List of tasks
**A)** Decide whether each statement agrees with the study excerpt. Answer yes or no for each, and quote the words that settle it.
(i) Patients in the study received T treatment before AC treatment.
(ii) Written informed consent was required from participants.
(iii) MRI data were collected before the fifth treatment cycle.
**B)** Rewrite the paragraph in the study excerpt that begins "This study received approval" as a concise list, keeping its main facts.

Excerpted text
To achieve this goal, in this study, we included breast cancer patients at our center who received NAC with AC followed by T (AC-T). These patients underwent MRI examinations before, during, and after NAC treatment. We used the ratio of the change in tumor volume during the AC and T treatment stages to measure the relative treatment efficacy of AC and T, and developed a radiomic model based on MRI data before and during the NAC treatment to classify patients, thereby stratifying patients who may benefit from prolonged AC treatment during the NAC treatment process.
2 Methods
2.1 Study participants
This study received approval from the institutional review board of our hospital. Given its retrospective design, written informed consent was waived. Figure 1 shows a flowchart of patient recruitment. Female patients diagnosed with breast cancer at the First Affiliated Hospital with Nanjing Medical University between April 2016 and March 2023 were included retrospectively. The eligibility criteria were as follows: operable invasive breast cancer confirmed by core needle biopsy; Estrogen receptor (ER), progesterone receptor (PR), human epidermal growth factor receptor 2 (HER2), and the nuclear protein Ki67 were evaluated by immunohistochemical (IHC) staining; Completing four cycles of AC treatment followed by four cycles of T treatment; MRI data obtained before NAC treatment (pre-NAC), before the fifth cycle (mid-NAC), as well as before surgery (post-NAC).

Stored data
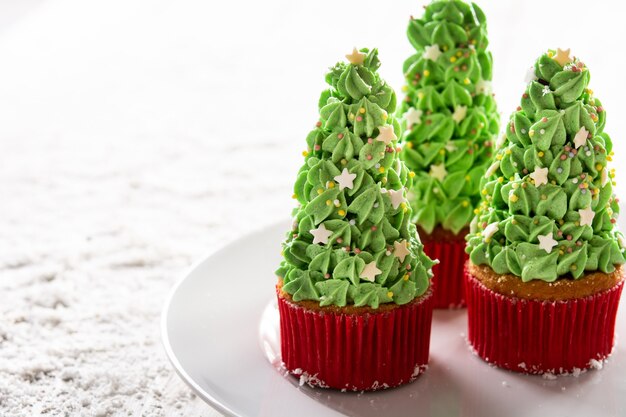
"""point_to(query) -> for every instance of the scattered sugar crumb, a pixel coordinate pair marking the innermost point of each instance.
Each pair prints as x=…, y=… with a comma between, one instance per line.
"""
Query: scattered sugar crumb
x=596, y=364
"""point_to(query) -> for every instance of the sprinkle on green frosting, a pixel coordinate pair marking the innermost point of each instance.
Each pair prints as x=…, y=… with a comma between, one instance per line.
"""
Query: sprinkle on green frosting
x=548, y=208
x=352, y=240
x=449, y=113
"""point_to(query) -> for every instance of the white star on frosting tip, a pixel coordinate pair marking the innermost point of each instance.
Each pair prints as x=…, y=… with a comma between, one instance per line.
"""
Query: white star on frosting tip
x=397, y=198
x=321, y=234
x=530, y=75
x=459, y=113
x=401, y=249
x=345, y=180
x=432, y=52
x=547, y=242
x=483, y=87
x=540, y=176
x=492, y=169
x=356, y=57
x=586, y=216
x=500, y=141
x=438, y=171
x=386, y=134
x=490, y=230
x=562, y=56
x=604, y=177
x=412, y=117
x=450, y=146
x=581, y=137
x=370, y=271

Activity answers
**A)**
(i) No. "received NAC with AC followed by T (AC-T)"
(ii) No. "written informed consent was waived"
(iii) Yes. "before the fifth cycle (mid-NAC)"

**B)**
- Approved by the hospital's institutional review board.
- Written informed consent waived because the study was retrospective.
- Patient recruitment shown in a flowchart (Figure 1).
- Retrospectively included female breast cancer patients diagnosed at the First Affiliated Hospital with Nanjing Medical University, April 2016 to March 2023.
- Eligibility criteria:
  - operable invasive breast cancer confirmed by core needle biopsy
  - ER, PR, HER2 and Ki67 evaluated by immunohistochemical (IHC) staining
  - four cycles of AC treatment completed, followed by four cycles of T treatment
  - MRI data obtained pre-NAC, mid-NAC (before the fifth cycle) and post-NAC (before surgery)